A run of records:
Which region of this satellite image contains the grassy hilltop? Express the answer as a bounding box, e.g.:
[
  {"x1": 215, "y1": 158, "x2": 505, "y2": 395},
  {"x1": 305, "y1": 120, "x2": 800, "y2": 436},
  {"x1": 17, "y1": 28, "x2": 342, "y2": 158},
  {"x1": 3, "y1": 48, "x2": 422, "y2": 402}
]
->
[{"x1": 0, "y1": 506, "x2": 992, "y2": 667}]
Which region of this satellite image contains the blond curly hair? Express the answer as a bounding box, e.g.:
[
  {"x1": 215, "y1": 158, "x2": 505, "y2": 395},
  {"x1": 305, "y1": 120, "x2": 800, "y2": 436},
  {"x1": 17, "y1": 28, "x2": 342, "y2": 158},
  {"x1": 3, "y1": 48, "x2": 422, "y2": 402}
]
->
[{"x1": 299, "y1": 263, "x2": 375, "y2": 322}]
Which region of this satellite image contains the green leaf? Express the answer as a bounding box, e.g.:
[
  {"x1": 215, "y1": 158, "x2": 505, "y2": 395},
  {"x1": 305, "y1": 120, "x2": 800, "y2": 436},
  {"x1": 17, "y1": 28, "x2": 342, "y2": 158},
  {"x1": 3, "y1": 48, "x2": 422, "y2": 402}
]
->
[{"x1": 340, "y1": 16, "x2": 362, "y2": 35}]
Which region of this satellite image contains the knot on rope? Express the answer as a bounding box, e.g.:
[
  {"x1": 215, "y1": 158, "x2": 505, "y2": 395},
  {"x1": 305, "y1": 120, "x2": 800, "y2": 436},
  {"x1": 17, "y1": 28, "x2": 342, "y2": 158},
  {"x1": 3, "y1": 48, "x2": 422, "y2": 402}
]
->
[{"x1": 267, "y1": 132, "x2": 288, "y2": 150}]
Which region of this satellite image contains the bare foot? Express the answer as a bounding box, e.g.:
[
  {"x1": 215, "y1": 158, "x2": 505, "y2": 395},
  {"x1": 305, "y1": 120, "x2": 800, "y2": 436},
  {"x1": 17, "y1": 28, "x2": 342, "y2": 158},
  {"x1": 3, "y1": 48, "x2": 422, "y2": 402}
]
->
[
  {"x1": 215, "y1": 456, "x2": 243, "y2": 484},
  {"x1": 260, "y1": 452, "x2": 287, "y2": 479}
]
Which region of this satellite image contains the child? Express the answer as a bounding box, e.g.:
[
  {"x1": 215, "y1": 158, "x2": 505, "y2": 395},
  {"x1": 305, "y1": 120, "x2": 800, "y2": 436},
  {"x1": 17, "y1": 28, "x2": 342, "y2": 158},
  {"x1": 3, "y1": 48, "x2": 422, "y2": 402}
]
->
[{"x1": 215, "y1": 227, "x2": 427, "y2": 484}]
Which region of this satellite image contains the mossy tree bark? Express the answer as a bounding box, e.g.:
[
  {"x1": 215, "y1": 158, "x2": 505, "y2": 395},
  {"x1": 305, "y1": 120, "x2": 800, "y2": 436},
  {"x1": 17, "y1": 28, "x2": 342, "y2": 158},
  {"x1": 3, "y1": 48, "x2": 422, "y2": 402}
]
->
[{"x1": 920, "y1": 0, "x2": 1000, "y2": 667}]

TASK GOAL:
Reproduce the stretch from the line containing "Which region of this satellite image contains the bare" through the end of the records, switching every "bounding box" to "rectangle" and keeping all else the same.

WRITTEN RESPONSE:
Which region of this satellite image contains the bare foot? Express the answer as a rectangle, e.g.:
[
  {"x1": 215, "y1": 158, "x2": 505, "y2": 395},
  {"x1": 305, "y1": 120, "x2": 800, "y2": 436},
  {"x1": 17, "y1": 28, "x2": 342, "y2": 158},
  {"x1": 3, "y1": 48, "x2": 422, "y2": 402}
]
->
[
  {"x1": 215, "y1": 456, "x2": 243, "y2": 484},
  {"x1": 260, "y1": 452, "x2": 287, "y2": 479}
]
Which region of this satellite image contains the child? Express the answer as a rectangle, e.g.:
[
  {"x1": 215, "y1": 158, "x2": 505, "y2": 395},
  {"x1": 305, "y1": 120, "x2": 800, "y2": 436},
  {"x1": 17, "y1": 28, "x2": 342, "y2": 158},
  {"x1": 3, "y1": 48, "x2": 422, "y2": 402}
]
->
[{"x1": 215, "y1": 227, "x2": 427, "y2": 484}]
Which region of this satellite image contains the mossy tree bark? Express the answer as a rectangle, e.g.:
[
  {"x1": 215, "y1": 158, "x2": 505, "y2": 395},
  {"x1": 305, "y1": 120, "x2": 800, "y2": 436},
  {"x1": 17, "y1": 28, "x2": 342, "y2": 158},
  {"x1": 3, "y1": 48, "x2": 422, "y2": 402}
]
->
[{"x1": 920, "y1": 0, "x2": 1000, "y2": 667}]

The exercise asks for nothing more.